§ **Tasks for this exercise**
1: In the merge sort discussion, condense the paragraph beginning "MergeSort can be done in place" into a shorter form that keeps its main facts.
2: Pick up the merge sort discussion after its last sentence and write the next contribution to the thread.

§ **Source extract**

▬▬▬▬▬▬▬▬▬▬

Merge Sort Discussion

There are a number of dubious claims being made here that are not backed up by argument nor citation.

I suggest that any further claims that are contrary to the standard literature and standard introductory textbooks should indeed be backed up by either argument or citation.

It's also a very good idea to actually try out an algorithm before making any claims about it.

MergeSort can be done in place. Let us suppose the array is divided in two sorted halves. The idea is to grab the first sorted half and make it grow at the expense of the second sorted half.

Let i and j be the pointers to the start of each half. Whenever i is incremented, the final result grows. a[i] is the first element of the first half and a[j] is the first element of the second half.

If a[i] <= a[j] then i++; else begin

  swap( a, i, j );
  insert( a, j, n ); // insert a[j] into a[j..n]

end

-- GuillermoSchwarz

Did you just make this up on the fly?

No. See SchwarzMergeSortAlgorithm?.

If not, please cite which variation this is (i.e. who published and where, etc), and what its time complexity is.

▬▬▬▬▬▬▬▬▬▬

[Location identification items]
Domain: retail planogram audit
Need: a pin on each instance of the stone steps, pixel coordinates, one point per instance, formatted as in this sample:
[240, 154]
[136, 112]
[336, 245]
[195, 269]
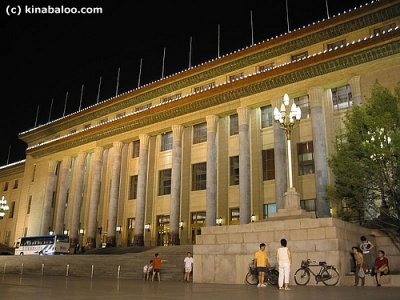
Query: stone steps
[128, 265]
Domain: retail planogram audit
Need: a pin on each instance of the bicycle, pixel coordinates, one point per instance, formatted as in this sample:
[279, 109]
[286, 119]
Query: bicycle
[271, 276]
[327, 274]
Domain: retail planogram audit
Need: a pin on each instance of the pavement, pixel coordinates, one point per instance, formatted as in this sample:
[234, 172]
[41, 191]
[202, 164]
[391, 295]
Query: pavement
[16, 287]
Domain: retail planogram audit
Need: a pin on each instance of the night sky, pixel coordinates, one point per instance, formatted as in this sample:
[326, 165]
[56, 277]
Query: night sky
[44, 56]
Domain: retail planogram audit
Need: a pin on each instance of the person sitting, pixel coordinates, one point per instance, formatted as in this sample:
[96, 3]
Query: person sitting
[381, 266]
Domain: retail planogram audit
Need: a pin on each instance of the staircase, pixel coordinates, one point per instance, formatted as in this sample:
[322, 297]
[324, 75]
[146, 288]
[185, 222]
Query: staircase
[117, 263]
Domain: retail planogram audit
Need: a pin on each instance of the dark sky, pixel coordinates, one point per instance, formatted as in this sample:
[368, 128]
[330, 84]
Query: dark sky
[44, 56]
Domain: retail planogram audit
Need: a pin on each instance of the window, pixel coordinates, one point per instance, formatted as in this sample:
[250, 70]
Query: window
[136, 149]
[199, 176]
[199, 133]
[380, 30]
[266, 116]
[143, 107]
[171, 98]
[265, 68]
[165, 182]
[302, 102]
[234, 215]
[268, 209]
[308, 205]
[28, 211]
[268, 162]
[299, 56]
[234, 170]
[133, 187]
[306, 158]
[166, 141]
[336, 44]
[235, 76]
[12, 209]
[204, 87]
[233, 124]
[341, 97]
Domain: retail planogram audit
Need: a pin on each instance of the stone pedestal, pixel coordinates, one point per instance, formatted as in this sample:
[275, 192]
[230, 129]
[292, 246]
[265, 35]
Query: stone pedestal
[292, 209]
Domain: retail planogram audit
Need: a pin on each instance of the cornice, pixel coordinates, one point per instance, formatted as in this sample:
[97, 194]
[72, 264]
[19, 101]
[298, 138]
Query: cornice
[350, 56]
[269, 50]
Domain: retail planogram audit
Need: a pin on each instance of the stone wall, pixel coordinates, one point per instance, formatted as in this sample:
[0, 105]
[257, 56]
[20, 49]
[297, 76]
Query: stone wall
[222, 253]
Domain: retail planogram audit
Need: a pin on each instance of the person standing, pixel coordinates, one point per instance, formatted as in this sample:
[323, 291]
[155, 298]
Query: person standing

▬▬▬▬▬▬▬▬▬▬

§ **Task-by-task answers**
1: MergeSort can run in place: given an array split into two sorted halves, the first half is made to grow at the expense of the second.

2:
I have no idea what time complexity it has. Who cares anyway? We all know that BigOh is only the worst case scenario and the interesting scenario is the average scenario. Although I was taught how to calculate both, I recognize that doing average analysis is beyond my limited mathematical capabilities. I prefer to do real tests to back up what I'm saying. -- GuillermoSchwarz

If so, that's unwise; there are often subtle bugs in attempted new sorting algorithm variants.

I would love to see if there are any bugs in my algorithm. See SchwarzMergeSortAlgorithm?.

And the usual simple in-place merge sort costs O(n^2), making it more of a curiosity than a practical tool. At first glance, this looks like what you may be offering up here, but I don't feel like doing a deep analysis of a random algorithm.

I took the time to verify that this algorithm is faster than QuickSort, but only for big n. This is exactly the same that Knuth said when comparing QuickSort to InsertSort when n=10.

Did he prove that? I doubt it, because you can't do asymptotic analysis when n=10.
- On modern architectures that n varies from 15 to 30. Besides DonKnuth proposes to do a big InsertSort at the end, while I've found that doing small InsertSorts where needed gives the best performance. -- GuillermoSchwarz

Apparently, there are moderately recent in-place mergesorts that have fairly good time complexity (although not as good as quicksort), but I was under the impression that they were far more complex than the little tweak above.

MergeSort has better time complexity than QuickSort, namely O(n *log n) vs O(n*n). QuickSort is faster in practice because the constant for QuickSort is smaller than the constant for MergeSort (that's the explanation usually given, but not proven).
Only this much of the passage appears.